• **Text block**:
But I also remember the history - the illegality of speaking the Irish language; the exclusion of all Catholic clergy higher than monsignor from the country; the law which subjected a Catholic to imprisonment and seizure of his animal if he owned a horse worth more than five pounds; the laws barring school attendance; and many more.
And of course the refusal of the British government to allow the Irish to eat the tens of thousands of cattle on the Island because, as Parliament ruled, "They are British beef." This, as people died of hunger with green stains on their mouths from eating grass.
They did import maize from the U.S. Not corn such as we eat but rather cattle feed which is not easily digested by humans.
But, what the hell. We can still celebrate our Irishness. Give me a pint or two of Guiness and some shepherds pie and we can all get drunk and sing songs into the wee hours - rebel songs.

• **Data items**:
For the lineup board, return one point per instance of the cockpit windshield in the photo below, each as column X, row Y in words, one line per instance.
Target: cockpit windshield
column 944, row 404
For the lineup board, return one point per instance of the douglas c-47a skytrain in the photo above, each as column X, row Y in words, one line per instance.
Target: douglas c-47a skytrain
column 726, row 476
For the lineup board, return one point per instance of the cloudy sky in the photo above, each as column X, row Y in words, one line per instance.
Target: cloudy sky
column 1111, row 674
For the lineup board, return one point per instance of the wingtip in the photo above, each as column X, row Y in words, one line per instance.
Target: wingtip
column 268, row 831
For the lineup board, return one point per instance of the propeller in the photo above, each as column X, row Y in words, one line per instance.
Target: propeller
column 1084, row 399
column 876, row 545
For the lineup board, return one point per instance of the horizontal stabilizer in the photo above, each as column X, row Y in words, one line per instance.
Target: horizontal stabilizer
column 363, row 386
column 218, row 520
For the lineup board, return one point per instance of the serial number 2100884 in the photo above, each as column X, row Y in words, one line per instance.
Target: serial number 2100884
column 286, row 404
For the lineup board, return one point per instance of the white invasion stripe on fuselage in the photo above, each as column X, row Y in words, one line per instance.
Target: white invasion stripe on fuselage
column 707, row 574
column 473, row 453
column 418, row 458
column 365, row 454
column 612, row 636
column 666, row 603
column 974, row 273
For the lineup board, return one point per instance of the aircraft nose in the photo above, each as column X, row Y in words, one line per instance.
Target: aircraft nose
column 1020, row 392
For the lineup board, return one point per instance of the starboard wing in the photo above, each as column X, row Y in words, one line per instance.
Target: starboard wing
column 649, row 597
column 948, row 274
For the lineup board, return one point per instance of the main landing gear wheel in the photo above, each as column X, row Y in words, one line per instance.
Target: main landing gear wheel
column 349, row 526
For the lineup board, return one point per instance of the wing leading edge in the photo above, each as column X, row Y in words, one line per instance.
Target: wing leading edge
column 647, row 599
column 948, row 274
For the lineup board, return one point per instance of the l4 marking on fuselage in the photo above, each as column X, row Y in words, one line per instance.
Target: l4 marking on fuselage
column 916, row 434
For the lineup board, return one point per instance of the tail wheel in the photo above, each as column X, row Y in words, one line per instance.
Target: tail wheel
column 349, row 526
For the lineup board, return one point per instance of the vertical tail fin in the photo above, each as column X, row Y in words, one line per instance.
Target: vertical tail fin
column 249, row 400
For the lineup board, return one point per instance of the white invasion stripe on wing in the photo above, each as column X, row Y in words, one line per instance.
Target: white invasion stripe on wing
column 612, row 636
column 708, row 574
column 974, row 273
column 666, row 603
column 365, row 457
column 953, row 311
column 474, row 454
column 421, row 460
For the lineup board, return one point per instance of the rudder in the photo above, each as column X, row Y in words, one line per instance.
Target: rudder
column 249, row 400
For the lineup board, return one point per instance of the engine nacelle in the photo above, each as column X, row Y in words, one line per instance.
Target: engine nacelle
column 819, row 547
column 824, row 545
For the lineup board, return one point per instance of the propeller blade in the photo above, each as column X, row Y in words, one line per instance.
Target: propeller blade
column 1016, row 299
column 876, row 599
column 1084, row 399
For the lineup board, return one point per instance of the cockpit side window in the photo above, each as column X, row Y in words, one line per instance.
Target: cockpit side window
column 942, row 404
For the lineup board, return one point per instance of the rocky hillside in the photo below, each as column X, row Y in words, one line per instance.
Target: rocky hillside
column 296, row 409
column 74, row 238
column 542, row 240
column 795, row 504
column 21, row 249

• **Problem description**:
Go on with the passage about Irish history under British rule and celebrating Irishness, picking up after its final sentence.

• **Reply**:
@Colby Muenster - Good story. Enjoy the Jamesons. Corned beef is, of course, the traditional Irish American St. Patrick's Day feast but it was never so in Ireland, where the Irish were not allowed the beef.
Meanwhile, Stilt, I loved today's Johnny Optimism strip. Right on. It makes my day when I see a new post from you.
May your blessings outnumber the shamrocks that grow, may you have all the happiness and luck that life can hold—and at the end of your rainbows may you find a pot of gold.
Happy St. Patrick's Day to one and all.
Prayers and hugs to you, Stilt, and to Daughter J.
Happy St. Paddy's Day! Have a wee bit o' the dram from Clan Magregor and let the shenanigans begin.
Gropey Joe Biden would lose a battle of wits with a potted plant whether he thought it was a leprechaun or not. I'd like to see all the Irish people beg St. Patrick to chase the snake out of America, too. I'd take up drinking to drink to that!
Batting 1,000 per cent !!
Battling 1,000 per cent !! that is
Spel check on dis composer is not worth s dsmn
It has been mentioned that as long as an Irishman can hold on to one blade of grass on the face of God's green Earth, he's not too drunk. Sláinte!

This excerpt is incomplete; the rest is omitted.